**WORK TO COMPLETE:**
**1.** In the Foldscope text, why does the ability to configure the microscope as a projector matter? Answer in one to three sentences.
**2.** Copy the part of the Foldscope text between "James Duncan Davidson" and "that developed it.", inclusive.

**DOCUMENT SECTION:**
○ ○ ○ ○

James Duncan Davidson / TED Manu Prakash with paper microscope

Manu Prakash thought up the origami-style paper microscope and led the team that developed it.

To use a Foldscope, a sample is mounted on a microscope slide and inserted in a slot in the microscope. With a thumb and forefinger grasping each end of the layered paper strip, a user holds the microscope close to one eye. Focusing and locating a target object are achieved by flexing and sliding the paper platform with the thumb and fingers.

Because of the unique optical physics of a spherical lens held close to the eye, in certain configurations samples can be magnified up to 2,000 times.

The Foldscope can be customized for the detection of specific organisms by adding various combinations of components, sample stains and light filters. An important feature of the microscopes is that they can be configured to act like projectors, enabling large microscopic images to be displayed on wall or table surfaces. This allows health workers or teachers to share microscopic images with a large number of viewers in field settings, making it an effective teaching tool.

Based on field testing in Uganda, the team estimates that a typical Foldscope can be used for months before it needs to be discarded. Further cost savings could be realized by mass-producing the microscopes on roll-on-roll printers and print-and-fold manufacturing machines. In this coming year, his team will do international fieldwork in both diagnostics and education to provide input for further refinement of their microscope designs.

Educational uses

Prakash has big plans for using Foldscopes in education, from training health workers to teaching science, technology and engineering.

“Many children around the world have never used a microscope, even in developed countries like the United States,” Prakash said. “A universal program providing a microscope for every child could foster deep interest in science at an early age.”

In a recent Stanford bioengineering course, Prakash used the Foldscope to teach students about the physics of microscopy. He had each student shape their own Foldscope from a die-cut paper pattern. Then teams designed Foldscope accessories, such as a smartphone camera attachment, or wrote reports on microscopic observations.

His next educational effort, funded by the Gordon and Betty Moore Foundation, is the “Ten Thousand Microscopes Project.” For this initiative, 10,000 build-your-own-Foldscope kits will be given away to the citizen-scientists with the best ideas for science experiments, protocols, queries and applications that use a Foldscope.

“We aim to collectively write a crowd-sourced biology microscopy manual with the examples collected from the scientists, teachers, tinkerers, thinkers, hackers and kids who participate,” Prakash said. “So many times people use a tool for one specific purpose and don’t realize the rich potential for other uses. This online manual will inspire further explorations.”

○ ○ ○ ○

**STUDY MATERIAL:**

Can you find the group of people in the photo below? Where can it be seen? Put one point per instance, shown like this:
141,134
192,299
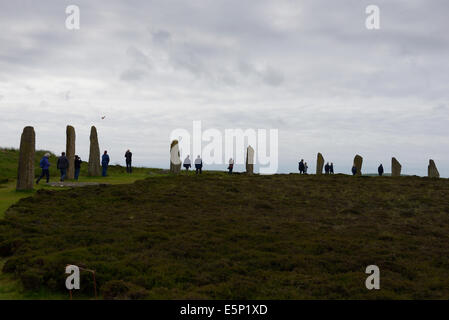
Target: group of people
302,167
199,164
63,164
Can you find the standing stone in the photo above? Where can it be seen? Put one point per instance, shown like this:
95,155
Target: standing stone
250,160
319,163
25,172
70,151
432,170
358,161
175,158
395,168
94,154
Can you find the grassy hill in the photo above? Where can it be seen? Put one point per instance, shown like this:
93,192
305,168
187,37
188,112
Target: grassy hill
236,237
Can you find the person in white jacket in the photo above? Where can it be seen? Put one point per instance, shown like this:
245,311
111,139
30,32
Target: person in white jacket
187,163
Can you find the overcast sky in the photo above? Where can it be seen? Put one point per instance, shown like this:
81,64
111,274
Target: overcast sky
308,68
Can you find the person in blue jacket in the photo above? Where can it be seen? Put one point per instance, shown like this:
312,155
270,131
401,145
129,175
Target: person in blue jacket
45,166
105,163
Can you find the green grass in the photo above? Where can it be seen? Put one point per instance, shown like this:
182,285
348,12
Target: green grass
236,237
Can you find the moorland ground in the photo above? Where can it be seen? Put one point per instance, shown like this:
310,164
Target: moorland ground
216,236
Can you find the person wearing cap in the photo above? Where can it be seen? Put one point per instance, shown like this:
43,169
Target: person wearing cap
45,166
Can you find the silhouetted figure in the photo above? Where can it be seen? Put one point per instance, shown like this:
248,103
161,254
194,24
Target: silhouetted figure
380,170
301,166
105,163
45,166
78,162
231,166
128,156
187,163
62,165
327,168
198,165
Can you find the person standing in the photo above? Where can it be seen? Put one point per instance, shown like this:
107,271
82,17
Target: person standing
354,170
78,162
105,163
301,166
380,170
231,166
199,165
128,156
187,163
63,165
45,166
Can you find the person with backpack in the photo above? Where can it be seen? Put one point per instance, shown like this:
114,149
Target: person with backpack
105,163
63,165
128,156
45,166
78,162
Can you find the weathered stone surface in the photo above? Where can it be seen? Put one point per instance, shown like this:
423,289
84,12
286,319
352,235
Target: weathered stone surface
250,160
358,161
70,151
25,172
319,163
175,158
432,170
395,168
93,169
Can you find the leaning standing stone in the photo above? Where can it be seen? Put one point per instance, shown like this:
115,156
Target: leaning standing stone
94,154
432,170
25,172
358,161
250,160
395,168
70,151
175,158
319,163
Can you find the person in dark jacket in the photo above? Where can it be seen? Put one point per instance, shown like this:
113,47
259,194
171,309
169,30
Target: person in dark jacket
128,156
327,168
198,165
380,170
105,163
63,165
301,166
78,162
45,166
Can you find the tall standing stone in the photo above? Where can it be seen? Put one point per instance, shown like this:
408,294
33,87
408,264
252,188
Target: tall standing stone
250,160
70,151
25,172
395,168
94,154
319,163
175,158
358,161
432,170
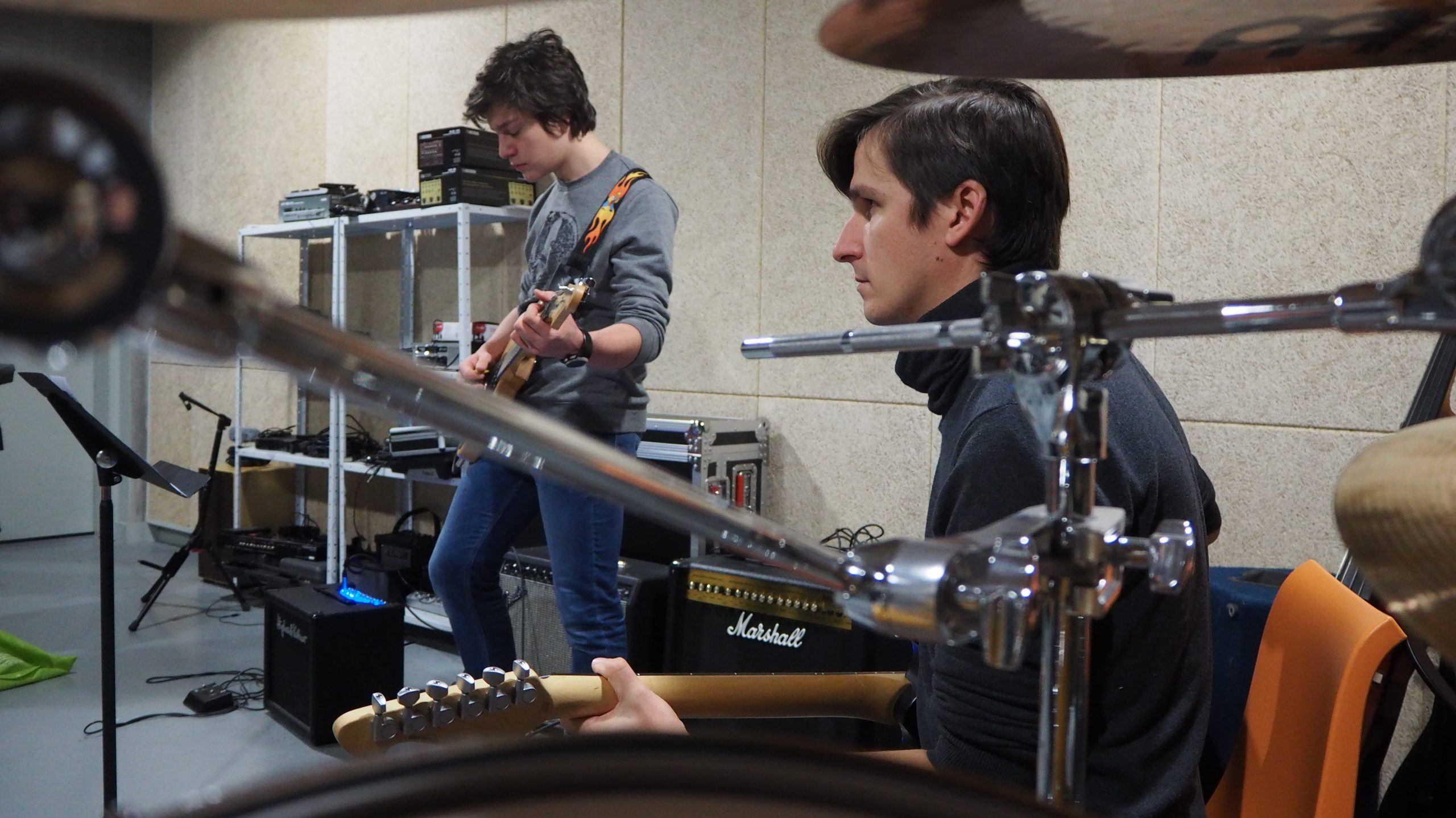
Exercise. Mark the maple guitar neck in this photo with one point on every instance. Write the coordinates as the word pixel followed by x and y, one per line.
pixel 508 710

○ ○ ○ ○

**REPLIES:**
**1.** Projecting large microscopic images onto walls or tables lets health workers or teachers share them with many viewers in field settings. That makes the Foldscope an effective teaching tool.

**2.**
James Duncan Davidson / TED Manu Prakash with paper microscope

Manu Prakash thought up the origami-style paper microscope and led the team that developed it.